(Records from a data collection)
##########

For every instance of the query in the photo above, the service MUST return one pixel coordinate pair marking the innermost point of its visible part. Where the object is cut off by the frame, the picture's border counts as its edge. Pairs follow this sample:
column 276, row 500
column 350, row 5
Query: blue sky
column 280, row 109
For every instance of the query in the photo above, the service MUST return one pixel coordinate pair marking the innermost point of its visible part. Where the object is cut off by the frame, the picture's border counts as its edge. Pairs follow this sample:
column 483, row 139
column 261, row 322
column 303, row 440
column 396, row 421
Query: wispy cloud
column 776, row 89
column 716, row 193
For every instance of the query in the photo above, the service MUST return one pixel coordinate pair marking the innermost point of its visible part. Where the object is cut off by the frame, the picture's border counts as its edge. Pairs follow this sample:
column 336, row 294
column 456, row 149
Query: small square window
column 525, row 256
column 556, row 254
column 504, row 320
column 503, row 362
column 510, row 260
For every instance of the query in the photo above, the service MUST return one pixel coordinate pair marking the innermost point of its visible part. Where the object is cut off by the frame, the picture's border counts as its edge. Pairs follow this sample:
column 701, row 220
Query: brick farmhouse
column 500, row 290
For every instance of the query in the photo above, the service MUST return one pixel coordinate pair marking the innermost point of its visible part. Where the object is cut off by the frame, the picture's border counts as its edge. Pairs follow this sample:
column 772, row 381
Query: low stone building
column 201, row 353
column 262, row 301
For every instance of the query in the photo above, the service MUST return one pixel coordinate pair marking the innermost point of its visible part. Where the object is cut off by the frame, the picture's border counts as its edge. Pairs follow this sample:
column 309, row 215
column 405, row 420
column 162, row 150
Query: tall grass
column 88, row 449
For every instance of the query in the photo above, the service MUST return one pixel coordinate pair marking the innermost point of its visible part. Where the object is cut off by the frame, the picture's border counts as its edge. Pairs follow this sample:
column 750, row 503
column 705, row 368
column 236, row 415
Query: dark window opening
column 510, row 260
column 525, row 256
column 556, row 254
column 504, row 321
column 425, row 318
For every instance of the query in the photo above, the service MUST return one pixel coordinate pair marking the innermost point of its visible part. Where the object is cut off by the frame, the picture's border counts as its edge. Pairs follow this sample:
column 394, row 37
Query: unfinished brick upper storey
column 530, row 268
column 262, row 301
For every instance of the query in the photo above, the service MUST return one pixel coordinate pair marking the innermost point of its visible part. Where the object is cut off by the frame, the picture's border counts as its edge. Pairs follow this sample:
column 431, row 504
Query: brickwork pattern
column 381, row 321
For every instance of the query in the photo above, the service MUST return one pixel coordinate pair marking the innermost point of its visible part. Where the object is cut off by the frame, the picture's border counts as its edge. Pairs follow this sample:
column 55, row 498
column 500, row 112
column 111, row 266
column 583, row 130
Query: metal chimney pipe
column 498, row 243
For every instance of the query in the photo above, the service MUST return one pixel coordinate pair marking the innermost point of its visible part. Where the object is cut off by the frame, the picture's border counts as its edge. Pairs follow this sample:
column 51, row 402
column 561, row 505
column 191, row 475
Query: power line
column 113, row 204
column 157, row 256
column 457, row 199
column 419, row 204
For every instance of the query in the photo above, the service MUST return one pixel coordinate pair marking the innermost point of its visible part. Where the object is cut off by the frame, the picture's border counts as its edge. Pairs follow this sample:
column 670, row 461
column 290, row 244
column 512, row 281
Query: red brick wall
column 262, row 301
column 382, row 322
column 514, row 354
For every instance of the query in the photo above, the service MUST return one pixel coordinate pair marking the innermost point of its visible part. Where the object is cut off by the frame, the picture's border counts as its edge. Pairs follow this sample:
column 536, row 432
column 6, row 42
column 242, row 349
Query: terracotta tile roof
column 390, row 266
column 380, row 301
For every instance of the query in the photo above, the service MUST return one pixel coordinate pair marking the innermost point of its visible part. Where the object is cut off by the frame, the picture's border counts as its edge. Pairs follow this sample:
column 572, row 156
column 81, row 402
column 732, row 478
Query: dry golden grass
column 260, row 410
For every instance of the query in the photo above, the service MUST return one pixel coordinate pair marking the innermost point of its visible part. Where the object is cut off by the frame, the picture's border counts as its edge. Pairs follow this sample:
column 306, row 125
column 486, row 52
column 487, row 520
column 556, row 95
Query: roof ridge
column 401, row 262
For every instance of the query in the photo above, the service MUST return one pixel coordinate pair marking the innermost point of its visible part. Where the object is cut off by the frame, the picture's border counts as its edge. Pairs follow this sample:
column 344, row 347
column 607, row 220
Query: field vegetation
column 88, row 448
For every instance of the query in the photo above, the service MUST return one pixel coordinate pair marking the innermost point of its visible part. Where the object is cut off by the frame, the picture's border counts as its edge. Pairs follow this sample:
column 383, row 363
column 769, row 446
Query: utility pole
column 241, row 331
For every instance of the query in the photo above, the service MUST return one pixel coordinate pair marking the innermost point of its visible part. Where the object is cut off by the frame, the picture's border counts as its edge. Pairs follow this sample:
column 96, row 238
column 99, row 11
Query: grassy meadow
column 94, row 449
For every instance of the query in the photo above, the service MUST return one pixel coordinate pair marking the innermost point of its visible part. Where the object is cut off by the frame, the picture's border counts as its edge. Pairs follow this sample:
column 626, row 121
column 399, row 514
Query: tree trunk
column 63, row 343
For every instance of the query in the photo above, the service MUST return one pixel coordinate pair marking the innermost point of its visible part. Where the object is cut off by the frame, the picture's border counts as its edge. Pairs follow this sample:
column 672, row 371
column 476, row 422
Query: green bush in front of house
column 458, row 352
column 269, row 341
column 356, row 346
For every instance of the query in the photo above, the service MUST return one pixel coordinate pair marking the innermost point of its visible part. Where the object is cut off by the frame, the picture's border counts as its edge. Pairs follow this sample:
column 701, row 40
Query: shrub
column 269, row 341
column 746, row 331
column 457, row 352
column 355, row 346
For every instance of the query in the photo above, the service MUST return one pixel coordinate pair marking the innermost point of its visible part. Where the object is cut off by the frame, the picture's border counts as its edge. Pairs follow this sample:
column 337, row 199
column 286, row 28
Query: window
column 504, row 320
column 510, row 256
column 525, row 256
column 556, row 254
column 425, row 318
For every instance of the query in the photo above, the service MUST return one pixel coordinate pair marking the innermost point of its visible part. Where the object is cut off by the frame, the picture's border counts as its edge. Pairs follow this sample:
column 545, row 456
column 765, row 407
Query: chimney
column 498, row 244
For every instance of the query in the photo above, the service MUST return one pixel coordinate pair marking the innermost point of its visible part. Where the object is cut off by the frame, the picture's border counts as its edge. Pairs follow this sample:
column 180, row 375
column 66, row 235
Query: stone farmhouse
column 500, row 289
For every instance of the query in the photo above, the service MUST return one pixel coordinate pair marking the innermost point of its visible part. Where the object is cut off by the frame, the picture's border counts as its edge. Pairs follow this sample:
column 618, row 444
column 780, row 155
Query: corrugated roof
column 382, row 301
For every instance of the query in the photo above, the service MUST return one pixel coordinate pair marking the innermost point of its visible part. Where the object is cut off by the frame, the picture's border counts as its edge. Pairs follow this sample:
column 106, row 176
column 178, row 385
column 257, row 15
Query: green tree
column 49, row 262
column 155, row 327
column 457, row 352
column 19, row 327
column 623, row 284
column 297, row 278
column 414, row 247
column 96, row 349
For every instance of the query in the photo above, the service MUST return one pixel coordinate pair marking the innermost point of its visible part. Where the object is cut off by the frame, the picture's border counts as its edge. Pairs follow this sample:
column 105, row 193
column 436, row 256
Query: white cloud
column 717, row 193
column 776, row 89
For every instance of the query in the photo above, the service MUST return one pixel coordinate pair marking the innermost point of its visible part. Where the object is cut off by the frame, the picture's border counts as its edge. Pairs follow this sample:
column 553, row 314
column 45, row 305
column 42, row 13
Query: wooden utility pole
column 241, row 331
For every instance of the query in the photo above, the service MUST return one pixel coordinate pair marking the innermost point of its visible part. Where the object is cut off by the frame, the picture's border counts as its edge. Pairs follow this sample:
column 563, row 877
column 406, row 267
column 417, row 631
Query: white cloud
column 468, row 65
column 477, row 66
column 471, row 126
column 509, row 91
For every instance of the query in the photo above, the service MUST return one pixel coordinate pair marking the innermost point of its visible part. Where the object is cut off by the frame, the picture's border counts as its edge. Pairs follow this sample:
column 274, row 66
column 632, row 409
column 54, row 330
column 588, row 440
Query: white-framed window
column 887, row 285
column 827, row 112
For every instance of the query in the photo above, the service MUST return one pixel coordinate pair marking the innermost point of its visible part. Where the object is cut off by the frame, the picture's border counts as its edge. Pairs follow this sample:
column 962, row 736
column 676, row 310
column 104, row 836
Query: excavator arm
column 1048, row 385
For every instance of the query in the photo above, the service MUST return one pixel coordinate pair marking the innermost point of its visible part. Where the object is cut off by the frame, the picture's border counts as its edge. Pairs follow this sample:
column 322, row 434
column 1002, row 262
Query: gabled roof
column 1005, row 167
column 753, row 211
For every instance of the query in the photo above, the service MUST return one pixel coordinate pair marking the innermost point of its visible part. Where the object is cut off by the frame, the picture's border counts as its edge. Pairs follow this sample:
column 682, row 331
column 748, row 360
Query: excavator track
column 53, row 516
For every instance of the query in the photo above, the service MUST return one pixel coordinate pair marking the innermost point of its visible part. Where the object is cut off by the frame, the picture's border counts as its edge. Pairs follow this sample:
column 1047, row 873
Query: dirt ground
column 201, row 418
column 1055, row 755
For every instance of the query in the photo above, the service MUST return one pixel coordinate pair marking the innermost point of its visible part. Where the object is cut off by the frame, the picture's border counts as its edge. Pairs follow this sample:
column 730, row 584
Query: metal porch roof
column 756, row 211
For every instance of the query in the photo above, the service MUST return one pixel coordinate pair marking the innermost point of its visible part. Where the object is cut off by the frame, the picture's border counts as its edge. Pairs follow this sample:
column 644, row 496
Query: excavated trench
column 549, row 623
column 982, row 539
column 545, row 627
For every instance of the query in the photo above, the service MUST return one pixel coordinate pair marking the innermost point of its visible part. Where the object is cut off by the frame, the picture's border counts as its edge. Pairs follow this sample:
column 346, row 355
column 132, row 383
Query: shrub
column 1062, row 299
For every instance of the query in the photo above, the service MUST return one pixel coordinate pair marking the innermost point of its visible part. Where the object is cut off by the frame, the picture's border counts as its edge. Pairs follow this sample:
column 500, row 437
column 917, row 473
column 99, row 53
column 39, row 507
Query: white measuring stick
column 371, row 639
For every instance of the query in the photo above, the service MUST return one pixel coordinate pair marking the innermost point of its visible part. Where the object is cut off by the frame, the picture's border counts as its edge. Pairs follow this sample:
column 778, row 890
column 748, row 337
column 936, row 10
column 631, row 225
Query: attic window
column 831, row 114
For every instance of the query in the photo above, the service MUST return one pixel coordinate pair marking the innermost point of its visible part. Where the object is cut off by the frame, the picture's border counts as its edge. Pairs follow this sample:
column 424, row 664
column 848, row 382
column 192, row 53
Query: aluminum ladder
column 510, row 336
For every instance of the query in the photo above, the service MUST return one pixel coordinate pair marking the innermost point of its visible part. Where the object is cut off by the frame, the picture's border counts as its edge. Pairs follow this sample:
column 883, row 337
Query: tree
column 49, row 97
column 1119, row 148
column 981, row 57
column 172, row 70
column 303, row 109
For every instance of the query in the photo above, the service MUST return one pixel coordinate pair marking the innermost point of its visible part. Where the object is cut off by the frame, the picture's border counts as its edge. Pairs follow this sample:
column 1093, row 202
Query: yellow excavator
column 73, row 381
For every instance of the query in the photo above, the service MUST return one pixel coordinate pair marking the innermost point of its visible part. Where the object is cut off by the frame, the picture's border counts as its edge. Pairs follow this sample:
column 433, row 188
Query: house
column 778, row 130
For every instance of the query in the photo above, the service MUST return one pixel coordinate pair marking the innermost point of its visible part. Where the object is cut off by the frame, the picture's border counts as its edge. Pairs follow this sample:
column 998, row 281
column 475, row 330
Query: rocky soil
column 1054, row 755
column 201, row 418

##########

What is needed »
The lines from the top of the data above down to the line containing "column 350, row 5" are to be copied exactly; no other line should appear.

Answer area »
For every instance of the query in the photo above, the service MUST return one pixel coordinate pair marking the innermost point of its visible part. Where the object is cut off by the frame, the picture's border counts as its edge. Pairs follow this sample:
column 276, row 500
column 350, row 5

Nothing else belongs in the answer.